Problem to work on
The records below hold pictures; please leave those out and retype the rest exactly.

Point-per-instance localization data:

===============

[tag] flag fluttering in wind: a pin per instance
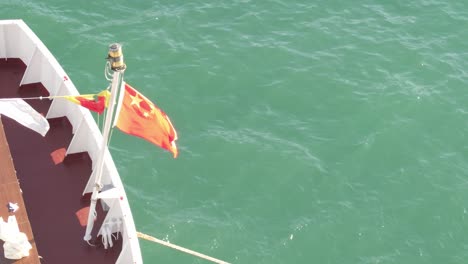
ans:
(94, 102)
(20, 111)
(138, 116)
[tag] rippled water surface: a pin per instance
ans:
(330, 132)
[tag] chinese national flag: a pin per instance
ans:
(139, 117)
(89, 101)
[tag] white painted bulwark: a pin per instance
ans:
(18, 41)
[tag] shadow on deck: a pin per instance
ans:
(51, 191)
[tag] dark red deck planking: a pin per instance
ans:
(51, 192)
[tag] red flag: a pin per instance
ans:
(89, 101)
(139, 117)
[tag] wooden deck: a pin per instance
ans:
(51, 187)
(10, 191)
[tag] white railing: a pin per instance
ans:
(18, 41)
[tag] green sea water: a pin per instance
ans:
(309, 131)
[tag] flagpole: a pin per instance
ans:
(117, 65)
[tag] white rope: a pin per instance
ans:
(185, 250)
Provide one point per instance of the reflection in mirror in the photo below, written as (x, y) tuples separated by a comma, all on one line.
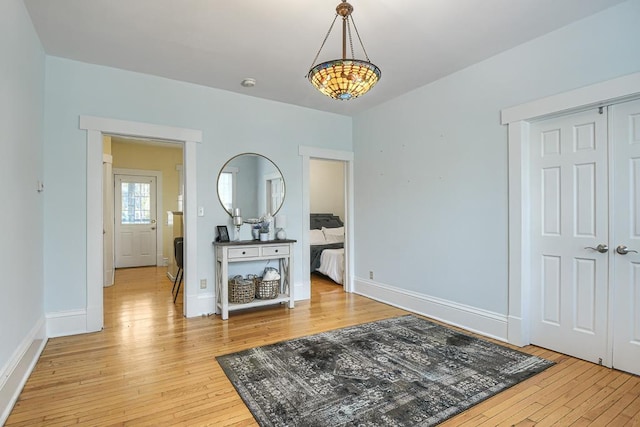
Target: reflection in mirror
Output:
[(252, 183)]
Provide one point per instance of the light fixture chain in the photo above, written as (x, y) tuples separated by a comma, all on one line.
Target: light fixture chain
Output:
[(324, 41), (353, 55), (359, 39)]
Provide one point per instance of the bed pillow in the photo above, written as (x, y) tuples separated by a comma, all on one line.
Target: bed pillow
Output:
[(316, 237), (334, 238), (333, 235), (338, 231)]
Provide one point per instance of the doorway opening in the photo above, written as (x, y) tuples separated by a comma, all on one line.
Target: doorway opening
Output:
[(143, 200), (97, 128), (345, 160), (327, 200)]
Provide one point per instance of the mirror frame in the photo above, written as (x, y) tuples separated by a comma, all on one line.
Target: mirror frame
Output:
[(226, 164)]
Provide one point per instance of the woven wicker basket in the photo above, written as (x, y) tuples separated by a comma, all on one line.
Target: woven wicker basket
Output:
[(241, 290), (266, 289)]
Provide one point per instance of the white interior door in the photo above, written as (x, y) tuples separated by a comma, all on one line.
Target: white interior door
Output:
[(135, 225), (569, 212), (625, 138)]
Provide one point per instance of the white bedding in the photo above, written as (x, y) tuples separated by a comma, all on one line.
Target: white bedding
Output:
[(332, 264)]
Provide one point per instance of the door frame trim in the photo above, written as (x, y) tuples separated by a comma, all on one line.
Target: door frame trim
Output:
[(159, 254), (96, 127), (517, 119)]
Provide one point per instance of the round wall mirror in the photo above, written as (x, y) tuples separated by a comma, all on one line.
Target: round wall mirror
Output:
[(253, 183)]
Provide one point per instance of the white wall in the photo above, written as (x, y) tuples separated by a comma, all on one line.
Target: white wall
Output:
[(326, 187), (431, 166), (21, 124), (231, 124)]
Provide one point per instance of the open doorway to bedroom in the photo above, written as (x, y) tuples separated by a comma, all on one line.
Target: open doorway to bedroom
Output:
[(327, 204)]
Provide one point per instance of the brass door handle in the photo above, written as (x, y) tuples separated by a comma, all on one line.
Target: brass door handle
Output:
[(623, 250), (602, 248)]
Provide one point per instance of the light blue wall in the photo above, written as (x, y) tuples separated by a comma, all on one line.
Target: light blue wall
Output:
[(21, 123), (431, 166), (231, 124)]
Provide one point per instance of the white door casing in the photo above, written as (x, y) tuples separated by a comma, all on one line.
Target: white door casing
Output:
[(136, 220), (108, 222), (569, 215), (624, 136)]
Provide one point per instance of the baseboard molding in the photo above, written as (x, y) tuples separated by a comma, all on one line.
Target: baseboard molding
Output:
[(200, 304), (64, 323), (16, 372), (483, 322)]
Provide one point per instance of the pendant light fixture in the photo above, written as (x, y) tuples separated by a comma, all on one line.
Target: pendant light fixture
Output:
[(344, 78)]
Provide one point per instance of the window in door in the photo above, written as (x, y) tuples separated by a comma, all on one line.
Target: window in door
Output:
[(136, 203)]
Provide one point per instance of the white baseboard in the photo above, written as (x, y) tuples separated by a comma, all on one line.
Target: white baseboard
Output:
[(17, 370), (64, 323), (475, 320)]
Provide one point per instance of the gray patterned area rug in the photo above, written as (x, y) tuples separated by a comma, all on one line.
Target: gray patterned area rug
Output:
[(404, 371)]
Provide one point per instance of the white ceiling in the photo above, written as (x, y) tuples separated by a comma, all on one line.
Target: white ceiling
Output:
[(218, 43)]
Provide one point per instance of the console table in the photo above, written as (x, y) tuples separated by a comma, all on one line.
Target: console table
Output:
[(252, 250)]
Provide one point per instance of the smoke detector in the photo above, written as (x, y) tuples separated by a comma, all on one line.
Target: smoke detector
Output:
[(248, 82)]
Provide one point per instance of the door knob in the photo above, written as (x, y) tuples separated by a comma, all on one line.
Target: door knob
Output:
[(623, 250), (602, 248)]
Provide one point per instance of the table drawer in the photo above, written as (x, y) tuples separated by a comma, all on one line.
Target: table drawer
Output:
[(244, 252), (275, 250)]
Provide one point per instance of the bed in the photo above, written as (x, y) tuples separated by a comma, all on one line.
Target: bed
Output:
[(326, 239)]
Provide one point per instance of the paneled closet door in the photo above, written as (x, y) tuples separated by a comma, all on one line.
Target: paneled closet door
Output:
[(569, 235), (625, 140)]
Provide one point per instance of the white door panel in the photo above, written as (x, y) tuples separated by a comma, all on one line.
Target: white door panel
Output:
[(569, 212), (135, 225), (625, 137)]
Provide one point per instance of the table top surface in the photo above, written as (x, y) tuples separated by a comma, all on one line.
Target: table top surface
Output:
[(254, 242)]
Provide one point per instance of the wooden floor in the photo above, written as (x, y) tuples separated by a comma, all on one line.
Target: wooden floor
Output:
[(150, 366)]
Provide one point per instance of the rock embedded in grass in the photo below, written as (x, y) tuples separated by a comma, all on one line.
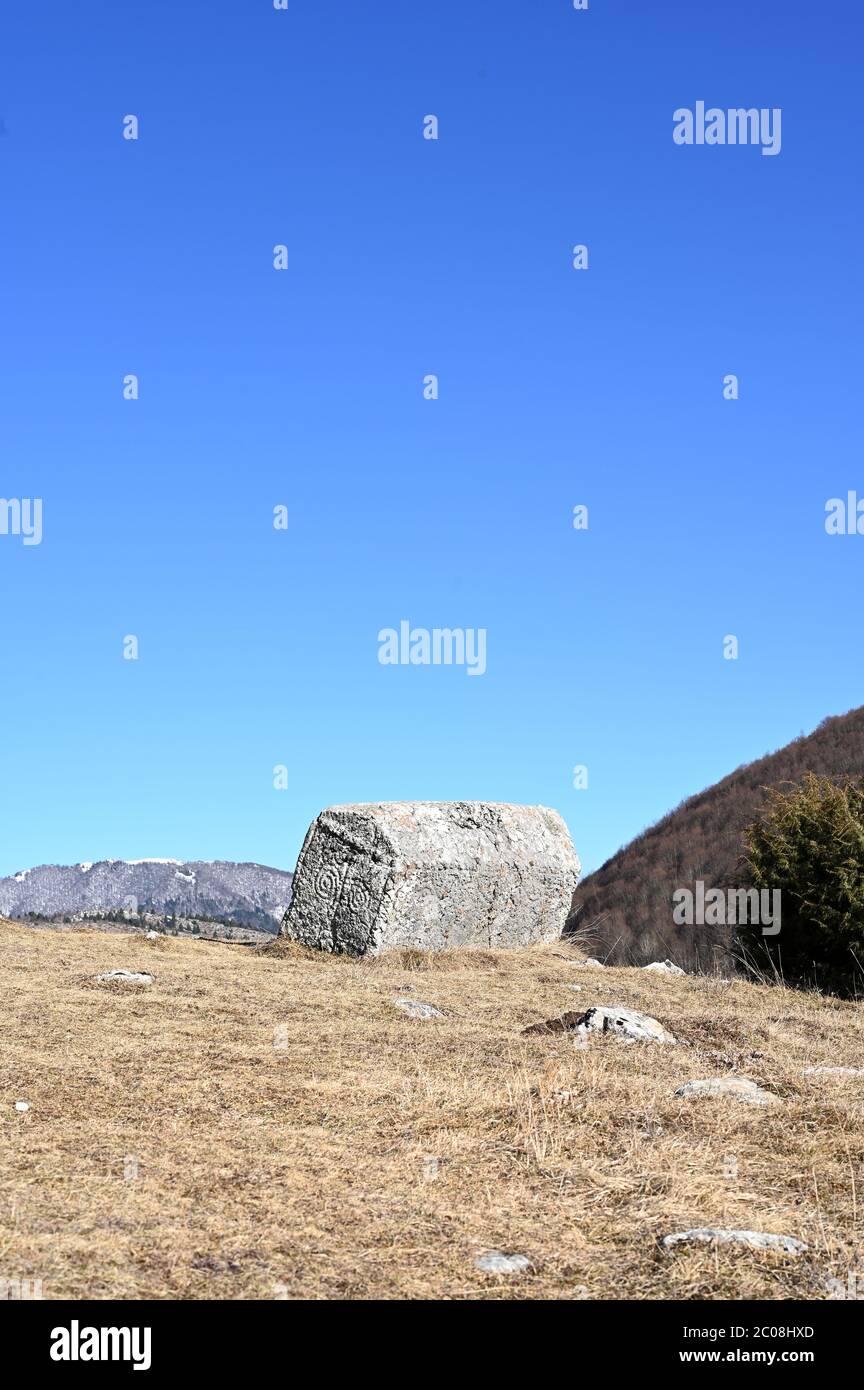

===============

Response to this exercise
[tag] flag fluttering in wind: a pin per instance
ans:
(94, 102)
(20, 111)
(138, 116)
[tag] rippled water surface: a pin per instance
ans:
(330, 132)
[tag] chinese national flag: a pin per instance
ans:
(139, 117)
(89, 101)
[tag] white painted bulwark: a pin per instance
ans:
(18, 41)
[tag] shadow on deck: a pin per instance
ans:
(51, 191)
[tag] dark red deck planking: a pin per instance
ans:
(51, 192)
[tag] red flag: a pin per instance
ans:
(89, 101)
(139, 117)
[tag] wooden deck: a pin per instance
ans:
(51, 187)
(10, 191)
[tag] white railing: a pin per instance
ans:
(18, 41)
[tag] green sea water: a pin per instance
ans:
(309, 131)
[tag] flagpole: a pin per instance
ans:
(117, 65)
[tag] white rope: a pin per instance
ans:
(185, 250)
Provide one point per instance of the reflection in mirror in the photo below, written as (x, y) tuples separated by a comma, all on one line.
Target: reflection in mirror
Output:
[(252, 183)]
Provide one point per instance of the light fixture chain in the photo above, written as (x, y) tuples separated by a comma, all on one line.
Target: light fixture chain
Output:
[(324, 41), (353, 55), (359, 39)]
Provide one point per instance of the bed pillow in the photo above, written as (x, y) tuples separated by a comma, all on one line.
Target: bed pillow
Output:
[(316, 237), (334, 238), (333, 235), (338, 231)]
Provide one point per instance of the doorway opening in the photo above, written as (x, y) tuples separated by a comma, all on one line.
Target: doorway opening
Output:
[(143, 200), (97, 128), (345, 160), (327, 200)]
Provide one point per instance of the mirror frame in the photo above, written as (x, y) tuples separated by a comma, all on one line.
Target: mirror frame
Output:
[(226, 164)]
Provide one point per instance of the woven wicker basket in the photo above, written as (x, y) tuples separated by a comma, all on one line.
Target: woven wicker basket
Output:
[(241, 290), (266, 289)]
Provide one point per instance of the white interior door in the photo above, written as (x, y) tuples separated by a comma, all on one line.
Target: white interior door
Output:
[(135, 225), (569, 212), (625, 138)]
Provide one point per instance of the white bedding in the photo above, written as (x, y) tuples separated by a comma, all on one line.
Target: white bedding
Output:
[(332, 264)]
Provide one point per instance of the door frame trim in the photo above, written as (x, y) tuples separated by a comma, all on one line.
Target: door frame trim
Output:
[(159, 254), (96, 127), (517, 119)]
Provide one point per instance of the round wall mirror in the photo above, written as (x, y) tuples separated by a comma, all on one line.
Target: round wall mirror
Output:
[(253, 183)]
Provide one point per instance of the white wall in the photo above, written as (x, y) tuples separated by a comma, all on one line.
Target: white wall
Output:
[(326, 187), (431, 166), (21, 124), (231, 124)]
Provide one point per instance of the open doorway to bedroom in the photo above, written as (x, y) tuples separated by a comma, all on one line.
Target: open doorway to bedroom
Output:
[(327, 204)]
Provide one point per instance of the brass door handle in the photo above, written as (x, y) tuples separated by a comma, all on one line.
Target: brass door handle
Output:
[(623, 250), (602, 248)]
Provide one point per instance of the light blue wall in the photo above, written as (x, y) tuples separated by a comma, all on one line.
Target: light blue wall
Output:
[(21, 123), (431, 166), (231, 124)]
Provide one point per instance of the white door casing in the photo above, written as (x, y) tuples separated by a comma, all on one line.
Target: white door casing
Output:
[(136, 220), (108, 222), (569, 215), (624, 136)]
Provide one point per instance of the baseboard molding in the photo above, written as (x, y) tuples separated by a comma, all on one line.
Target: baseboard molding
Output:
[(200, 304), (64, 323), (16, 372), (483, 322)]
Provide one point per instance of the pendant light fixture in the photo above, written as (x, y) tuples separated by a comma, all on one line.
Target: pendant light fixture
Output:
[(344, 78)]
Provide one point per instance of the window in door in the photo above, written as (x, y) tuples separated by a comma, all on one line.
Target: window in door
Output:
[(136, 203)]
Provide one point per instance of the white baseboard in the photo above, written as (x, y) tuples separated by a comma, all on one line.
Target: white baseboard
Output:
[(17, 370), (64, 323), (475, 320)]
Provide one point per instance of the gray patterned area rug in the photo above, written as (x, y) tuples separated by a comma, all on one line.
Target: gray patterned area rug
Output:
[(404, 371)]
Provide one point per instance of the white ceiling in the photo above, written as (x, y) tuples separated by a comma, all on one line.
Target: white ceiling
Output:
[(218, 43)]
Provide one point per instance of the console table in the photo above, written as (x, y) tuples separated by a comma, all on one line.
Target: console table
Output:
[(252, 250)]
Provide one point per instance of the smoke detector in the photo above, written as (x, y) tuples separated by a comma, all on one line.
Target: smoke detector
Output:
[(248, 82)]
Provide one point per instance of the door knob in the photo above, written as (x, y) tuples separated by a comma, all on one line.
Target: door knob
Output:
[(623, 250), (602, 248)]
Provide one point per instance of the table drawer in the photo above, written as (x, y) tuples separated by a comma, all on one line.
Target: table drawer
Output:
[(244, 252), (275, 250)]
Provide one point per instance of the bed in the photo above, written as (x, y) tuples separated by a comma, all on one line.
Target: bed
Output:
[(326, 239)]
Provide one point per instance of the paneled closet door in the photo above, written as (x, y) tuples separated by a comma, all on one line.
Target: paneled closet door
Output:
[(569, 235), (625, 140)]
Provide one point per instance of the white door panel in the photo above, written as (x, y) tuples separated by a comma, all on one line.
Target: white door panel
Output:
[(569, 212), (135, 225), (625, 137)]
Provide one point per instance of the table top surface in the photo above, written as (x, y) tuples separated by a comma, all on one line.
Target: table top surface
Output:
[(254, 242)]
Provide one point per instance of the wooden floor in the photo above, written as (x, y) tuples separated by a comma, all on one line.
Target: wooden floor
Output:
[(150, 366)]
Provide one point per instance of the rock embedded in grass in the photo below, written as (x, y) tuples separated by a comma, all on one line.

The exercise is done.